=== Begin Enclosure ===

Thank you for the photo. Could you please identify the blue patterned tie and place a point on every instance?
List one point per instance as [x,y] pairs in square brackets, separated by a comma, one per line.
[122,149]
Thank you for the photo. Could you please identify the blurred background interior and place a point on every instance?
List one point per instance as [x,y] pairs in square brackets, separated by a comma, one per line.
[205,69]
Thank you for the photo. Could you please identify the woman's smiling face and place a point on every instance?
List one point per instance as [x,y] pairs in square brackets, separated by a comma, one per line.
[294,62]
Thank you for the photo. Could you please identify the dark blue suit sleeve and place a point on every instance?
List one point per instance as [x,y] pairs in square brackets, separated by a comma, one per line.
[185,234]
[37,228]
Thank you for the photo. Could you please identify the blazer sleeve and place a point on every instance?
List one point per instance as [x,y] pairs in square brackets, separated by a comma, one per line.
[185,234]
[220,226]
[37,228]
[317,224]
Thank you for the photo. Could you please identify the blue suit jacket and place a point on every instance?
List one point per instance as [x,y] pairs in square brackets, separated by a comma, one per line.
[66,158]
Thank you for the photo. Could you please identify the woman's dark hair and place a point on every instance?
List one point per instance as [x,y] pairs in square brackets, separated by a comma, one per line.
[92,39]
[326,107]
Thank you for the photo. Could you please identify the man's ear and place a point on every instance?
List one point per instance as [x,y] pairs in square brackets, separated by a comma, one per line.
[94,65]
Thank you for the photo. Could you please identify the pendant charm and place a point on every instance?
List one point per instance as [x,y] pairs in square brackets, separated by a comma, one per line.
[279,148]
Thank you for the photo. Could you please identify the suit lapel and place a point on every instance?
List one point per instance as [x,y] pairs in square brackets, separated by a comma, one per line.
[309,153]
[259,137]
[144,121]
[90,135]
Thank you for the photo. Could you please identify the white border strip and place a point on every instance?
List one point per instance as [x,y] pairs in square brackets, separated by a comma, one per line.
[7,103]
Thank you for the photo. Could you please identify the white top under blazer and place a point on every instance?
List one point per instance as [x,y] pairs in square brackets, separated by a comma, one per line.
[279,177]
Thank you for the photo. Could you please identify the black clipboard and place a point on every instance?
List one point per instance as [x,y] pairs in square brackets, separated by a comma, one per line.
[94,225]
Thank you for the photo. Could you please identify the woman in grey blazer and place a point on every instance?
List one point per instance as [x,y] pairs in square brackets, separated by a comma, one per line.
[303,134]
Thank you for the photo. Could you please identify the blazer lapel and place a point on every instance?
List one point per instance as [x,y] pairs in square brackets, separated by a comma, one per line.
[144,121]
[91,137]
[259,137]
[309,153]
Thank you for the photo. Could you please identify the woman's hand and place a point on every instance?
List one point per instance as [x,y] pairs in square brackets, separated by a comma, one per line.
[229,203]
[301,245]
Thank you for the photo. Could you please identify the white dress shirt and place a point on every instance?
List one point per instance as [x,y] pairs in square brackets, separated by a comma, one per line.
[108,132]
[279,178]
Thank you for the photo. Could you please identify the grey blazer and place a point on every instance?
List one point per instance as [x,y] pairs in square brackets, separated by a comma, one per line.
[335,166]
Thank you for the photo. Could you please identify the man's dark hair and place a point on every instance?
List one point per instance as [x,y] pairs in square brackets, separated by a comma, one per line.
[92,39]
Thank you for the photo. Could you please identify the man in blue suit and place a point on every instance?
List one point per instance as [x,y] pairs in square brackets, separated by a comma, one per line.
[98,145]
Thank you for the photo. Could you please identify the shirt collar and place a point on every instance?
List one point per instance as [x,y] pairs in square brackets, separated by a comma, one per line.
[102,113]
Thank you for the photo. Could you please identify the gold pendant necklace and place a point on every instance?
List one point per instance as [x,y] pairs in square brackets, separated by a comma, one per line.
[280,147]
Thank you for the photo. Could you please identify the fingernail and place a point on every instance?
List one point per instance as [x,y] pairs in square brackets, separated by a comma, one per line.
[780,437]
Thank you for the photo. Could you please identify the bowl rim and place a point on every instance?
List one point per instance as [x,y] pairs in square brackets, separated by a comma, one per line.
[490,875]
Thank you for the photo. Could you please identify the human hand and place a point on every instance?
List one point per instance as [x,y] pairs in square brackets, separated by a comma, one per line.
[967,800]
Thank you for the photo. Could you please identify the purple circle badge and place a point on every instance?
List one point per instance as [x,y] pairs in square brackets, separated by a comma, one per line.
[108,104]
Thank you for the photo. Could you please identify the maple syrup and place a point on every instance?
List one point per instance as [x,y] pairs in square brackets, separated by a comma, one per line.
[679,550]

=== End Enclosure ===

- [Your task] The total of lines in the data that contain "blazer" is all you should give.

- [Output of the exercise] 5